(Rows of box annotation data)
========

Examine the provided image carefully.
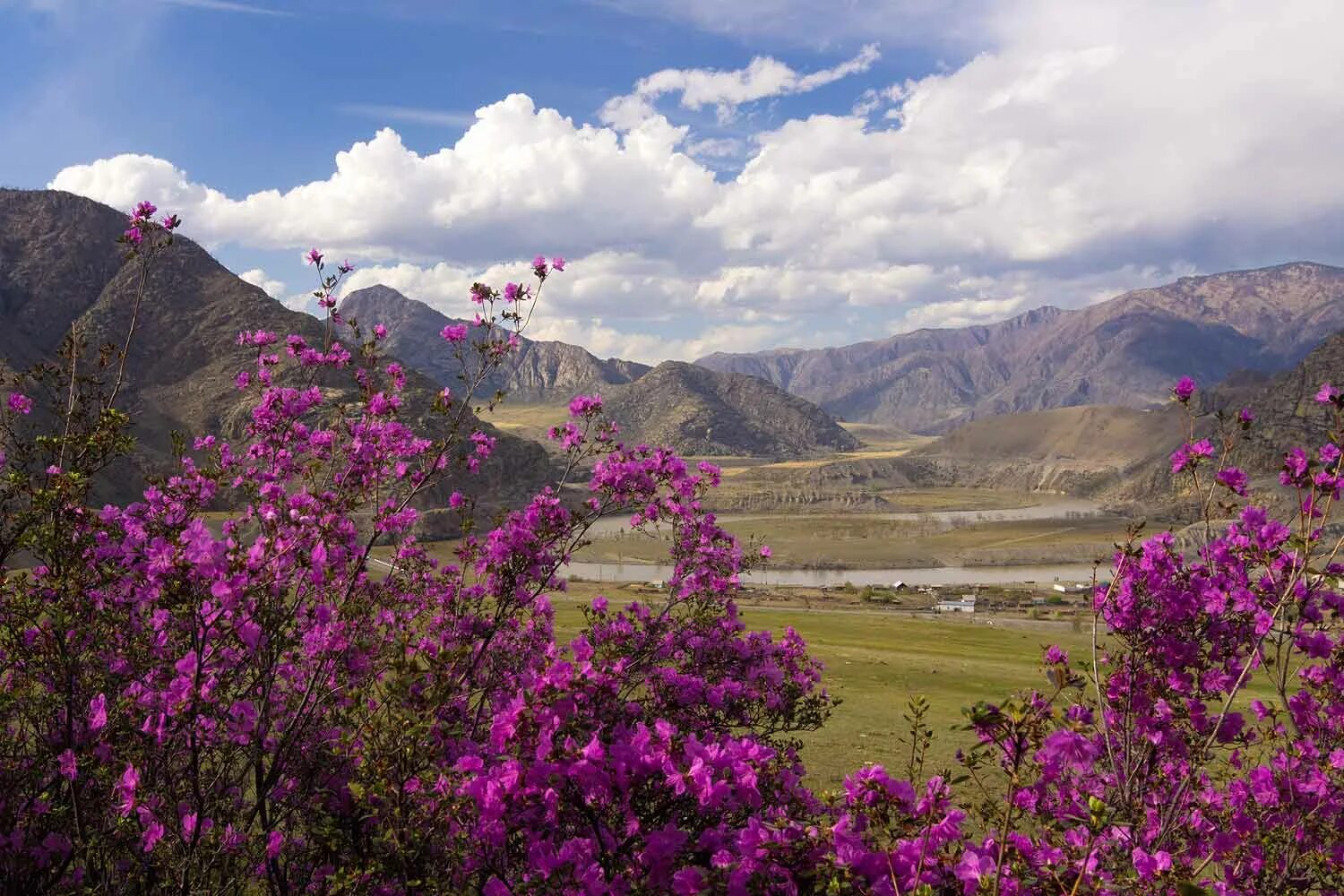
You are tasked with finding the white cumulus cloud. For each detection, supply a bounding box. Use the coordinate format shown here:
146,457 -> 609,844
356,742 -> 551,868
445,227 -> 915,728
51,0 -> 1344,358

========

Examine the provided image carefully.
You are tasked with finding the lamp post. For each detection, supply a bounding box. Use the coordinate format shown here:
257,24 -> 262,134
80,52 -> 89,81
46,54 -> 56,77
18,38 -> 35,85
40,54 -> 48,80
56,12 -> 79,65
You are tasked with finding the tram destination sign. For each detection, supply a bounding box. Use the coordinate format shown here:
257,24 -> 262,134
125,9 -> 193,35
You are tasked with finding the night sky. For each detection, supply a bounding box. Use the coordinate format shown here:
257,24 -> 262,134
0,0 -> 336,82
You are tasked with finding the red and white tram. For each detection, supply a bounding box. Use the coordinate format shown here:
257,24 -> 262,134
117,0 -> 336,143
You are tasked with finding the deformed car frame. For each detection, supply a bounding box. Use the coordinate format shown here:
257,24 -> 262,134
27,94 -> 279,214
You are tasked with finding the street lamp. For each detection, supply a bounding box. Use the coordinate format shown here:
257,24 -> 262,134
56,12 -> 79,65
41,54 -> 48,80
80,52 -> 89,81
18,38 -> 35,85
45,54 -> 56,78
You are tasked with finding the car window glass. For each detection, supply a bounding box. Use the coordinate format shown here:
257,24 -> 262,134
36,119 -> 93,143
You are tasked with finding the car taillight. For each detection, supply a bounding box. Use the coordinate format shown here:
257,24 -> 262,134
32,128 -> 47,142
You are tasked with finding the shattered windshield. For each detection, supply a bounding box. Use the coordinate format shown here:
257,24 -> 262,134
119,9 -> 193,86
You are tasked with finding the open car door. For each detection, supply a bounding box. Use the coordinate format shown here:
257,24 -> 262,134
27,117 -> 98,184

========

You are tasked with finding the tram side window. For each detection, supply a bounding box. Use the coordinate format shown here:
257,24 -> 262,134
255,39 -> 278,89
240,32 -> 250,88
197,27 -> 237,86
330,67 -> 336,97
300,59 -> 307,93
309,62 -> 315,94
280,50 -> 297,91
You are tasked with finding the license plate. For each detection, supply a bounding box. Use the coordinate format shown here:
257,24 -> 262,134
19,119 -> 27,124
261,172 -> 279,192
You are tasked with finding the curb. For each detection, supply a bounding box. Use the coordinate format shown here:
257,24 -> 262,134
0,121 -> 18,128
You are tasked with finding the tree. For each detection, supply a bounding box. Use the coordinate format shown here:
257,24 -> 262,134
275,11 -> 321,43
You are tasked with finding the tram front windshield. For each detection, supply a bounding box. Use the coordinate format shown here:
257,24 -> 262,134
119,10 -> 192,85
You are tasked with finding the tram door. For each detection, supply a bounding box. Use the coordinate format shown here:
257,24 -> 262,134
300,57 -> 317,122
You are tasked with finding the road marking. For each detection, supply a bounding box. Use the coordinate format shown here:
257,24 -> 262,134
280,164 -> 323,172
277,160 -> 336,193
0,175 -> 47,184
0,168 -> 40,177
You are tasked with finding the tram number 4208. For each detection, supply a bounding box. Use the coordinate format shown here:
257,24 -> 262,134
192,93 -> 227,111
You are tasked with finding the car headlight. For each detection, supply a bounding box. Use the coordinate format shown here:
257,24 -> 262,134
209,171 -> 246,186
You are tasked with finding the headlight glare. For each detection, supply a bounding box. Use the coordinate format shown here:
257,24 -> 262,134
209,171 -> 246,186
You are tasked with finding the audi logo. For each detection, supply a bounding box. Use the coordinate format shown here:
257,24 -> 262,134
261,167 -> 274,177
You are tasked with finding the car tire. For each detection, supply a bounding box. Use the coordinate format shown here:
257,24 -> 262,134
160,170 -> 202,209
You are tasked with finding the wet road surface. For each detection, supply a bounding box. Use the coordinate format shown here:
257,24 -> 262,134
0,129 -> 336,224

========

**What you need to do**
Could you write out the data again from the line with "You are tasked with finding the deformed" up to and including the line with "27,117 -> 98,184", increasing every bounding box coordinate in the answers by 38 and copying all other lines of that stretch unchanged?

**Solution for this task**
You are tasked with finding the deformed car frame. For each detection, supply a bounding box. Use the coordinate format shown here:
257,24 -> 262,134
65,132 -> 317,252
You are tasked with finding the street lamp. For each detection, supply a bounding box. Use the coordinate format shown here:
257,24 -> 262,134
94,50 -> 117,103
79,92 -> 86,118
118,90 -> 127,119
56,76 -> 73,123
83,92 -> 94,116
You are tasked with finding the car window glass. For each detection, supply a bounding box. Use the coordinate format shown here:
257,24 -> 262,134
74,157 -> 131,181
You are tasked with finding the car taillight. For each detection, supply a bounding box. Use the coordinate format shown here:
257,24 -> 262,134
70,166 -> 85,180
You are tasked with finding the shattered windshield. For each detection, supply a bounding box. Use the coordinate format shown here:
257,24 -> 262,134
157,47 -> 231,124
You are tasked with finding the open car door. For each detection, supply a bounding box. Use the coordinate format shown here:
257,24 -> 262,134
65,155 -> 136,222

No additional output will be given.